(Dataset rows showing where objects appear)

==========

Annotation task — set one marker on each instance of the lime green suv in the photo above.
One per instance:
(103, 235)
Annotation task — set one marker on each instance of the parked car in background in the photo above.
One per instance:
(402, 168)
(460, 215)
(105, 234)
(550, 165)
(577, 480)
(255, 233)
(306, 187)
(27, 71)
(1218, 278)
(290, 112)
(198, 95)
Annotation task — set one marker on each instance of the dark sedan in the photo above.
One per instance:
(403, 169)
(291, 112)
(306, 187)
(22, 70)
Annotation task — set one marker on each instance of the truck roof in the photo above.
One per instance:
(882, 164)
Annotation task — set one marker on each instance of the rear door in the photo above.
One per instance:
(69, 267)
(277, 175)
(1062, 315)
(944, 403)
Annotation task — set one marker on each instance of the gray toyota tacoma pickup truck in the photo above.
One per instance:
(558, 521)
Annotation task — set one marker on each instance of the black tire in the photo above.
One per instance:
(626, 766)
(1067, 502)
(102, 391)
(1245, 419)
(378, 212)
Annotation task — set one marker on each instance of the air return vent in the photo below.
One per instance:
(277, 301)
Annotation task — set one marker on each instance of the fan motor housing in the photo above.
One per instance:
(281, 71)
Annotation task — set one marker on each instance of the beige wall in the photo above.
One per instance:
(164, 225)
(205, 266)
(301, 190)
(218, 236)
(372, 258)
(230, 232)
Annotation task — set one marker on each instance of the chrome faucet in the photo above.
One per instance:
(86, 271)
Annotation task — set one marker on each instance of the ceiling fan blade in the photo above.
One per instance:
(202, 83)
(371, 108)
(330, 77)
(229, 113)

==========

Reproduce all of the data above line for line, changing nothing.

Annotation task — set one marker on each instance of the lime green suv in the photo above.
One per instance:
(103, 235)
Annotation task — set one marker on each instance of the parked car in background in the photo above.
One per instance:
(402, 168)
(460, 215)
(105, 234)
(550, 165)
(577, 480)
(255, 233)
(306, 187)
(27, 71)
(1218, 278)
(290, 112)
(198, 95)
Annotation task — set one marker on each instance of the dark sedan in the photo above.
One per instance:
(403, 169)
(291, 112)
(306, 187)
(22, 70)
Annotation task — set one marker on each instance of the truck roof in the photo above.
One per instance:
(882, 164)
Annotation task — set one marker on each instance of the rear door in the photo above.
One per instance:
(69, 267)
(277, 175)
(1062, 315)
(944, 403)
Annotation task — set one marker on each instance of the gray toyota tacoma pickup truck in the photo above.
One per instance:
(558, 521)
Annotation task — set one marker on each instance of the black tire in the photo above.
One per instance:
(626, 766)
(1067, 502)
(102, 391)
(1245, 419)
(378, 212)
Annotation task — set one marker on each instance of the air return vent in the photo below.
One per instance:
(277, 301)
Annotation task — set one marker on each instance of the fan motor housing in the photo above.
One per instance:
(281, 71)
Annotation task — set one marker on each instance of the beige wall in the photo above.
One per instance:
(164, 225)
(205, 266)
(301, 190)
(218, 236)
(372, 258)
(230, 232)
Annotation task — set one marker on each instance of the chrome faucet in the photo above.
One per instance:
(86, 271)
Annotation task — set one marker on each instance of the ceiling fan blade in the photo above.
One per instance:
(202, 83)
(371, 108)
(330, 77)
(229, 113)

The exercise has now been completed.